→ Stored data entries:

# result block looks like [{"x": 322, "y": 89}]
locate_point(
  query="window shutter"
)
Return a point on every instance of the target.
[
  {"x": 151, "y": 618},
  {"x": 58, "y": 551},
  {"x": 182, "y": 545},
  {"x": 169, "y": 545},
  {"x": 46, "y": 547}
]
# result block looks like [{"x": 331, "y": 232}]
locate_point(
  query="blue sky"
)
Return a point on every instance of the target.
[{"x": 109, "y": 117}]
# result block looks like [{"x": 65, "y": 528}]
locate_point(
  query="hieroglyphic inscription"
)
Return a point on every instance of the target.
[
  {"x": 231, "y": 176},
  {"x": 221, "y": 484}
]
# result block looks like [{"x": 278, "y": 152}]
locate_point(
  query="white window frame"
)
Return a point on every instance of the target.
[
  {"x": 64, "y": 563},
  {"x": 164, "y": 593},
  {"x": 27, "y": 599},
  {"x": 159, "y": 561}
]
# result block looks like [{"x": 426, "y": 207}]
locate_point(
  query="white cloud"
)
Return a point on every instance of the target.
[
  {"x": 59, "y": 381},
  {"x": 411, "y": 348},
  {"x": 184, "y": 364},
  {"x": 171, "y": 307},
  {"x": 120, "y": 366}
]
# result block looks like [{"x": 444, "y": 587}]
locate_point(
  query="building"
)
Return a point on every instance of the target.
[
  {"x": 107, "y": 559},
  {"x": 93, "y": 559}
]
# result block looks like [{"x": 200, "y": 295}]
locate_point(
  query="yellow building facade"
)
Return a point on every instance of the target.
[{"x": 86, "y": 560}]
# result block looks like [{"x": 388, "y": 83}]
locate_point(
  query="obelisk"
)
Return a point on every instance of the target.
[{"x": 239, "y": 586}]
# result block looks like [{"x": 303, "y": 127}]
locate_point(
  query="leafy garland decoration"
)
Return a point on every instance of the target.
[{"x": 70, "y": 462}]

→ Instruction:
How many lines in the records contain the string "looks", with case counting? Reply with the number alone.

→ Written answer:
9